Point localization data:
* * * * * * *
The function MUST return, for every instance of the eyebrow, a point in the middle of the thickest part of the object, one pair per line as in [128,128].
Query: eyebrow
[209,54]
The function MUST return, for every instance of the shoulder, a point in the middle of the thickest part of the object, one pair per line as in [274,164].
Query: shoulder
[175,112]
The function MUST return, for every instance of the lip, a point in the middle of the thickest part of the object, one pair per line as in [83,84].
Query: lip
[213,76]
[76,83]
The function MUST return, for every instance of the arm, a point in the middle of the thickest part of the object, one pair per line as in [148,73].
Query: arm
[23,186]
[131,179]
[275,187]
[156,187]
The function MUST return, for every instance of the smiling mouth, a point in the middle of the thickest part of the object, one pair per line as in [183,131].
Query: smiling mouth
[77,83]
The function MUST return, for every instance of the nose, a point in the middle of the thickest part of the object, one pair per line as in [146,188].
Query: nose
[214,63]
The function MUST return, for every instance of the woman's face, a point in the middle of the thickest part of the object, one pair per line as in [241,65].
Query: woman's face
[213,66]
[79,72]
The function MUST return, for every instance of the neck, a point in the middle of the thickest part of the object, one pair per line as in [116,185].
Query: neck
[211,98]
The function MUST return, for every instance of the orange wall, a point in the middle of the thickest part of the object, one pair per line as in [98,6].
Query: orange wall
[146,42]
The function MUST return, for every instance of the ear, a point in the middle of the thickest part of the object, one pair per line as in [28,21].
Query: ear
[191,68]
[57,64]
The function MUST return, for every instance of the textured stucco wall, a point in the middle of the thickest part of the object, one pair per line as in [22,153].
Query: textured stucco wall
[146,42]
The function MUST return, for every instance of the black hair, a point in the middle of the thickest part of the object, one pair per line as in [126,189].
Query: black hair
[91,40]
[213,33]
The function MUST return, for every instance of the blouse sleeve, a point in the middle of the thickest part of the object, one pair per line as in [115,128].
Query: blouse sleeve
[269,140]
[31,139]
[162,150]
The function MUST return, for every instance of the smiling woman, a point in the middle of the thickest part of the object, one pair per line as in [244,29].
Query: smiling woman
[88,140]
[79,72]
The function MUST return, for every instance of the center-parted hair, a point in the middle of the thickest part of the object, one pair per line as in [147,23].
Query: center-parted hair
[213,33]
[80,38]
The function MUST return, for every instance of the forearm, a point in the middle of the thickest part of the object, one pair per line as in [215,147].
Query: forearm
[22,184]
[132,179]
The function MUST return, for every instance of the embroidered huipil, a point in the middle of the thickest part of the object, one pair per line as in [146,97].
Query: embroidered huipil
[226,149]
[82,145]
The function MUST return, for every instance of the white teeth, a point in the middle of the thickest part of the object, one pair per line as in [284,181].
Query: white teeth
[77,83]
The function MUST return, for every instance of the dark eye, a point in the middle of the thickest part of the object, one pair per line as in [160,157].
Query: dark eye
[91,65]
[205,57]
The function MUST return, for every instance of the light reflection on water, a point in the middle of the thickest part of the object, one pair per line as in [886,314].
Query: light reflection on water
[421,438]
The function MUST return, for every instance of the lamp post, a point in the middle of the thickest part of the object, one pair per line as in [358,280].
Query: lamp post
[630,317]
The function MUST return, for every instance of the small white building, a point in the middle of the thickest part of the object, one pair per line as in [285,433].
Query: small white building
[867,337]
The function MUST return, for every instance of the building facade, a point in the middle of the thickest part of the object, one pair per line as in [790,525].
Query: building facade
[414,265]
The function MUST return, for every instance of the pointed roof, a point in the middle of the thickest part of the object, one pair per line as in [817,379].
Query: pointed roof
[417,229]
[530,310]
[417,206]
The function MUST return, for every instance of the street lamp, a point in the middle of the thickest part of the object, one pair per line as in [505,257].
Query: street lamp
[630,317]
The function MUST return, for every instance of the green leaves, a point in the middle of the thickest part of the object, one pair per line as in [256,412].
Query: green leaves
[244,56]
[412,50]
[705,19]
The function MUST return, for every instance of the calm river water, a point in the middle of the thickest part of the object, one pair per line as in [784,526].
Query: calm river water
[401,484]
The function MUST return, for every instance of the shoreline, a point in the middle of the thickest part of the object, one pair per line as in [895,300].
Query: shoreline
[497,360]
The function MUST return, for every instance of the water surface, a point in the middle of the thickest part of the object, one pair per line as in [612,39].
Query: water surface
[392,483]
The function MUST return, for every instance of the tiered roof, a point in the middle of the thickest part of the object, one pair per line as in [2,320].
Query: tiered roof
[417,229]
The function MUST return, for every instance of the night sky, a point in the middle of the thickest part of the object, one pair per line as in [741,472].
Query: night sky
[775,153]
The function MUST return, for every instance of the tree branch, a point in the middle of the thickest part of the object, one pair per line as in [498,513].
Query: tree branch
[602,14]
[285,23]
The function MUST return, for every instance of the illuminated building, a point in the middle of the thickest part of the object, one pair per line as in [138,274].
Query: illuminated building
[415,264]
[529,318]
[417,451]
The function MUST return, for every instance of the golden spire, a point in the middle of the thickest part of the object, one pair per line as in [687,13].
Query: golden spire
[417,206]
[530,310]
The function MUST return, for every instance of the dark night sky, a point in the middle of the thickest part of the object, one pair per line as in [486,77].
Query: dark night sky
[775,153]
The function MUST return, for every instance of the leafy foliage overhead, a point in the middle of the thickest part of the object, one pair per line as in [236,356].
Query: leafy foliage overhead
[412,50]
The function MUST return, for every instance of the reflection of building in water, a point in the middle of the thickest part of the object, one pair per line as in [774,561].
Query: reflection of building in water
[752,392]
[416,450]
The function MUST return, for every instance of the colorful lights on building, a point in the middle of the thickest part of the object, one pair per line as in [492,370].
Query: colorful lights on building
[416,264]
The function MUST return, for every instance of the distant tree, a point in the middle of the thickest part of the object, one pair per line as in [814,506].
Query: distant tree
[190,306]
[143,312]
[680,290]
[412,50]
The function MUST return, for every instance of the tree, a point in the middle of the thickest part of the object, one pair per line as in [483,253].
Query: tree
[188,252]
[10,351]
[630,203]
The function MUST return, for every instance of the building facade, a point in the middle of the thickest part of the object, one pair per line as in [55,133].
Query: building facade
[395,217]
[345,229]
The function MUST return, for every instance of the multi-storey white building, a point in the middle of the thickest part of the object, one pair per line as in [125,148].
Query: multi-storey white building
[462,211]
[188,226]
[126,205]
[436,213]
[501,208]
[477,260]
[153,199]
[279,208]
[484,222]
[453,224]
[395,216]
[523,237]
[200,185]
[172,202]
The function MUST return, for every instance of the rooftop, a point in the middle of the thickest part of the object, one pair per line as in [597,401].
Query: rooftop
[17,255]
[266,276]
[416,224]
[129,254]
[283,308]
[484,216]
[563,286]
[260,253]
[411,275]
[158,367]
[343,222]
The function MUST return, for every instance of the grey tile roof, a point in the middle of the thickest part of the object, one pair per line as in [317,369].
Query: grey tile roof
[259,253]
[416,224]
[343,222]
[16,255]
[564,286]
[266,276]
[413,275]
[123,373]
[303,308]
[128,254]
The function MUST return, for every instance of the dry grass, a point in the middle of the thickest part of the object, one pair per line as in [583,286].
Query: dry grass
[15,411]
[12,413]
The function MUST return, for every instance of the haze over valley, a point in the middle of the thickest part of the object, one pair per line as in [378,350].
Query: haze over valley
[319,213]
* * * * * * *
_EXERCISE AIM_:
Word for word, retype all of the entries above.

_TASK RESULT_:
The function MUST return, for every instance of the eyebrow, a point in the middle of the thickest part of the object, one pair per line as in [128,128].
Query: eyebrow
[209,54]
The function MUST return, for every instance of the shoulder, a point in the middle of the thickest part of the object, one pair per line as in [274,164].
Query: shoulder
[175,112]
The function MUST return, for every instance of the lip, a point in the middle of the thickest part of the object, one pair per line as in [83,84].
Query: lip
[213,76]
[76,83]
The function MUST return, for every instance of the arm, a point in the middle of the thickest part of the object, one pair per line as in [148,73].
Query: arm
[23,186]
[131,179]
[275,187]
[156,187]
The function MUST return, for every instance of the smiling mouth, a point in the middle of the thickest part of the object, one pair per line as in [183,131].
Query: smiling mouth
[77,83]
The function MUST return, for every instance of the nose, a point in the middle of the thickest part of the object, one pair per line as in [146,188].
Query: nose
[214,63]
The function MUST return, for every instance of the woman's face, a point in the middle of the thickest part of the object, one pair per line as in [241,65].
Query: woman's face
[213,66]
[79,72]
The function MUST return, for every instance of the neck, a point in the middle of the thickest part of the object, one pair per line as in [116,185].
Query: neck
[211,98]
The function MUST return, for every instance of the orange wall, a point in the middle of the thickest part of the object, one pair per line as in [98,6].
Query: orange wall
[146,42]
The function MUST return, for every instance of the ear, a point in the middle of the thickest part of the object, one pair per line as in [28,21].
Query: ear
[191,68]
[57,64]
The function MUST return, for every instance of the textured stucco wall, a point in the middle of the thickest part of the object, one pair per line as in [22,153].
Query: textured stucco wall
[146,42]
The function MUST return, for every instance of the black hair, a point in the middle of the thickest part of the object, one pair per line as in [126,189].
Query: black hair
[91,40]
[213,33]
The function MUST return, for every instance of the blouse sleeve, a point in the middle of the thickest part of the object, one pair per line as in [115,128].
Query: blouse sleeve
[269,140]
[31,139]
[162,150]
The function MUST return, for every instance of the smiling woman, a point in the middle of the thickest part of the object, one pair per line as in [244,29].
Query: smiling woman
[88,140]
[79,72]
The function MUST return, for every instance of the center-parted hair, a point in the middle of the thickest part of the object, one pair per line as in [147,23].
Query: center-parted hair
[213,33]
[80,38]
The function MUST return, for every instance of the forearm, a point in the middle of the thickest part of the object, one pair per line as in [215,147].
Query: forearm
[22,184]
[132,179]
The function MUST return, for every instance of the embroidered huipil, a point in the middle of the thickest part of the object, one pair per line as in [146,97].
Query: embroidered huipil
[226,149]
[82,145]
The function MUST return, for every instance of the white teeth, a point in the middle of the thickest part of the object, one pair per line as in [284,181].
Query: white teeth
[77,83]
The function MUST return, for every instance of the dark eye, a point in the middle of the thickest part of the object, one pair per line as in [160,157].
Query: dark eye
[91,65]
[205,57]
The function MUST return, for every instance of the light reflection on water, a point in the middle of the thickest part of the object, one pair per line as in [886,314].
Query: light reflection on water
[421,438]
The function MUST return, for every instance of the lamp post, a point in the middle of the thickest part of the object, one pair per line as in [358,280].
Query: lamp post
[630,317]
The function MUST return, for every instance of the small white building, a point in the middle of the thickest part of the object, one pair per line as in [285,433].
Query: small white building
[867,337]
The function MUST return, for every instance of the building facade, a point in the middle of the thickest part of the object, one pair per line as in [790,525].
Query: building facade
[414,265]
The function MUST return, for every instance of the pointed roof, a point in the middle of the thickest part of the object, one pair per line as in [817,379].
Query: pointed roof
[417,229]
[530,310]
[417,206]
The function MUST return, for every instance of the street lamp, a point in the middle of the thickest part of the object, one pair per line as in [505,257].
Query: street lamp
[630,317]
The function MUST return, for every instance of the green leaves, a point in the middle of the thickest part of the object, one pair per line as in [256,412].
Query: green leaves
[244,56]
[412,50]
[705,19]
The function MUST return, for every instance of the calm river water, a point in the middle of the thickest part of the object, one pair per line as in [784,526].
Query: calm river water
[401,484]
The function MUST return, for every instance of the shoreline, a point in the middle of the thickest part of the object, one pair per line as in [895,300].
Query: shoreline
[497,360]
The function MUST return, for every instance of the water surface, a point in the middle of the thickest part of the object, one pair per line as in [612,39].
Query: water surface
[392,483]
The function MUST return, for every instance of the tiered roof, a point in the middle of the thickest part of the object, one pair per line as in [2,320].
Query: tiered roof
[417,229]
The function MUST return, for every instance of the night sky, a point in the middle of the thickest part of the object, one pair per line as in [741,472].
Query: night sky
[775,153]
The function MUST return, for every instance of the tree branch, a point in the middle of the thickest part of the object, one pair per line as in [498,513].
Query: tree branch
[602,14]
[285,23]
The function MUST return, for every instance of the illuminated building, a point in the middle of the thickest part of the object, one pair per line as in [138,274].
Query: illuminated building
[415,264]
[529,318]
[417,451]
The function MUST return, for every instance of the golden spire, a point in the middle of the thickest part of the object, one pair per line as in [687,13].
Query: golden spire
[417,206]
[530,310]
The function MUST return, for every instance of the dark night sky, a point in the middle of the thickest part of the object, one pair per line as in [486,77].
Query: dark night sky
[775,153]
The function MUST return, for every instance of the leafy foliage overhead, a point in the middle of the thickest part of the object, one pair per line as in [236,356].
Query: leafy foliage overhead
[412,50]
The function MUST return, for every instance of the reflection of building in water, a point in the middle of the thickest part of the object, one pair per line as in [774,561].
Query: reflection of building in water
[752,392]
[416,450]
The function MUST return, for every instance of the colorful lights on building, a point in the middle of the thickest part of the object, one pair per line as in [492,370].
Query: colorful lights on building
[416,264]
The function MUST return, for every instance of the distant tree, a point in the middle of the thickest part of the object, one pair per line as in [814,506].
Query: distant tree
[190,306]
[143,312]
[680,290]
[412,50]
The function MUST return, for every instance of the tree, a point in the middle of the thickest part of the object, one pair per line as in [483,253].
Query: tree
[188,252]
[10,351]
[630,203]
The function MUST return, for every instance of the building facade, a point in the middle of the thickest part of the object, one pair per line as in [55,133].
Query: building facade
[395,217]
[345,229]
The function MUST return, for every instance of the multi-storey white building, a point in the middle of the thickest part of the object, one pair per line as in [125,148].
Query: multi-storey white building
[462,211]
[188,226]
[126,205]
[436,213]
[501,208]
[477,260]
[153,199]
[279,208]
[484,222]
[453,224]
[395,216]
[523,237]
[200,185]
[172,202]
The function MUST return, for every instance of the rooftop, a point in the middle of the thickest part of the object, one pair per line as in [597,401].
Query: rooftop
[17,255]
[266,276]
[416,224]
[129,254]
[283,308]
[484,216]
[563,286]
[260,253]
[411,275]
[158,367]
[343,222]
The function MUST return, for every instance of the grey tile roof, a point in the middle of the thickest part of the object, one pair per line as in [317,369].
Query: grey tile roof
[259,253]
[416,224]
[343,222]
[16,255]
[564,286]
[266,276]
[413,275]
[123,373]
[303,308]
[128,254]
The function MUST return, for every instance of the dry grass, a point in the middle of the thickest part of the object, one pair per line as in [583,286].
Query: dry grass
[15,411]
[12,413]
The function MUST return, for every instance of the haze over valley, a point in the middle of the thickest part of the object, one pair per line as in [378,350].
Query: haze over valley
[319,213]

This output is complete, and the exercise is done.